== Written task ==
Please copy each of the items below word for word, leaving every line unchanged.

== Dataset records ==
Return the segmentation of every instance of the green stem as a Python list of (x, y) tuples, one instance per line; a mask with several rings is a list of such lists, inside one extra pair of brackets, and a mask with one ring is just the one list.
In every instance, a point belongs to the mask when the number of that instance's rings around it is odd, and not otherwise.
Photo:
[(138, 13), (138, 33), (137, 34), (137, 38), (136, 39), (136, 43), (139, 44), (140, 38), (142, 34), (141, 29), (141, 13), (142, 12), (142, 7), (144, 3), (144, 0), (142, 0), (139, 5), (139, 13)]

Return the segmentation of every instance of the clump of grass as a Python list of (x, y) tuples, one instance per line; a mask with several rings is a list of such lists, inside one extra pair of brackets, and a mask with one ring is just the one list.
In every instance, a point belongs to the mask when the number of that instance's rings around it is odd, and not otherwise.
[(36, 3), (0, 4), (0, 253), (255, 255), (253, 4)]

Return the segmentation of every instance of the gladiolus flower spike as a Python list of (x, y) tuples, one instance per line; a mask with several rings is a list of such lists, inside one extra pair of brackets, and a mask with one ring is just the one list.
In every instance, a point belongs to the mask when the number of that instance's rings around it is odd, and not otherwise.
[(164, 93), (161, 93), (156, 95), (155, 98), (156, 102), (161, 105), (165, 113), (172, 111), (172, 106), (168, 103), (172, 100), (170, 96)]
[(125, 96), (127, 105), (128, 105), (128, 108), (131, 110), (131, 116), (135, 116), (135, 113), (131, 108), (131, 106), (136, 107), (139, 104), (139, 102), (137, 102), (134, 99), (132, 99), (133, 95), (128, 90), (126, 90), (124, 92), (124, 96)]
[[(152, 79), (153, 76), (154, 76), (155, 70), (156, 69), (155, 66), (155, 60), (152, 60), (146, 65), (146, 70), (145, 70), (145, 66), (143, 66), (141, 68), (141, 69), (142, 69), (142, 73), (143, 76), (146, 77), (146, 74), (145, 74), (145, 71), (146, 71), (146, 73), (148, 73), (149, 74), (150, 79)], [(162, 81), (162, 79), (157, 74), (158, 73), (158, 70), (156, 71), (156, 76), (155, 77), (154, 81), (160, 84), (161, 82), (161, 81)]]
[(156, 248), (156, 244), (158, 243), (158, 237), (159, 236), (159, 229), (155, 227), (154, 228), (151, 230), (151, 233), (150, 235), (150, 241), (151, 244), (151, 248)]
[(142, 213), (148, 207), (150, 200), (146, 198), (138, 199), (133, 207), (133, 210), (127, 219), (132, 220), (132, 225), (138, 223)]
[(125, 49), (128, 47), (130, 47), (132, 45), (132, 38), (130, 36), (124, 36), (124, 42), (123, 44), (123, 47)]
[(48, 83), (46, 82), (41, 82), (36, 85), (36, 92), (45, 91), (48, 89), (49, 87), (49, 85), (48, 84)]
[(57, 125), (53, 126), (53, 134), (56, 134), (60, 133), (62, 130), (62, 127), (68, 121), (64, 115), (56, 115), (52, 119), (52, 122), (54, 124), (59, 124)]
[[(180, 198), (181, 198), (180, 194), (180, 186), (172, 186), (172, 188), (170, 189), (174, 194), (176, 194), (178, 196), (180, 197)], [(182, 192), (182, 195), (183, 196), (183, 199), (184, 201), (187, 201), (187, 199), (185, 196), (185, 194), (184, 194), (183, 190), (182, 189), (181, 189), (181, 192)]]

== Result of this task ==
Return the segmentation of every instance of the green stem as a Python list of (x, y) tuples, one instance per line; a mask with several rings is a list of such lists, inside one extra pair of brackets, and a mask with one ring is just the one list.
In every instance, a point belongs to the mask when the number of that instance's rings around it is odd, and not otherwise.
Photo:
[(138, 13), (138, 33), (137, 34), (137, 38), (136, 39), (136, 43), (139, 44), (140, 38), (142, 34), (141, 29), (141, 13), (142, 12), (142, 7), (144, 3), (144, 0), (142, 0), (139, 5), (139, 13)]

Return the segmentation of every instance of the clump of grass as a Python list of (x, y) tuples, one instance per line; a mask with several rings is a list of such lists, inside one extra pair of brackets, and a mask with one ring is just the one list.
In every instance, a point belongs to the mask when the number of that instance's rings around it is odd, and not otherwise.
[(36, 3), (0, 4), (0, 253), (255, 255), (253, 4)]

Return the segmentation of every instance of the gladiolus flower spike as a Python list of (x, y) tuples, one instance per line; a mask with several rings is a list of such lists, inside one extra pair of brackets, and a mask with one ring is just the one list.
In every instance, a point belongs to the mask when the number of that instance's rings around it is odd, and not otherwise.
[(164, 93), (161, 93), (156, 95), (155, 98), (156, 102), (161, 105), (165, 113), (172, 111), (172, 106), (168, 103), (172, 100), (170, 96)]
[(125, 96), (127, 105), (128, 105), (128, 108), (131, 110), (131, 116), (135, 116), (135, 113), (131, 108), (131, 106), (136, 107), (139, 104), (139, 102), (137, 102), (134, 99), (132, 99), (133, 95), (128, 90), (126, 90), (124, 92), (124, 96)]
[[(152, 79), (153, 76), (154, 76), (155, 70), (156, 69), (155, 66), (155, 60), (152, 60), (146, 65), (146, 70), (145, 70), (145, 66), (143, 66), (141, 68), (141, 69), (142, 69), (142, 73), (143, 76), (146, 77), (146, 74), (145, 74), (145, 71), (146, 71), (146, 73), (148, 73), (149, 74), (150, 79)], [(162, 81), (162, 79), (157, 74), (158, 73), (158, 70), (156, 71), (156, 76), (155, 77), (154, 81), (160, 84), (161, 82), (161, 81)]]
[(156, 248), (156, 244), (158, 243), (158, 237), (159, 236), (159, 229), (155, 227), (154, 228), (151, 230), (151, 233), (150, 235), (150, 241), (151, 244), (151, 248)]
[(142, 213), (148, 207), (150, 200), (146, 198), (138, 199), (133, 207), (133, 210), (127, 219), (132, 220), (132, 225), (138, 223)]
[(125, 49), (128, 47), (130, 47), (132, 45), (132, 38), (130, 36), (124, 36), (124, 42), (123, 44), (123, 47)]
[(48, 83), (46, 82), (41, 82), (36, 85), (36, 92), (45, 91), (48, 89), (49, 87), (49, 85), (48, 84)]
[(57, 125), (53, 126), (53, 134), (56, 134), (60, 133), (62, 130), (62, 127), (68, 121), (64, 115), (56, 115), (52, 119), (52, 122), (54, 124), (59, 124)]
[[(180, 198), (181, 198), (180, 194), (180, 186), (172, 186), (172, 188), (170, 189), (174, 194), (176, 194), (178, 196), (180, 197)], [(182, 192), (182, 195), (183, 196), (183, 199), (184, 201), (187, 201), (187, 199), (185, 196), (185, 194), (184, 194), (183, 190), (182, 189), (181, 189), (181, 192)]]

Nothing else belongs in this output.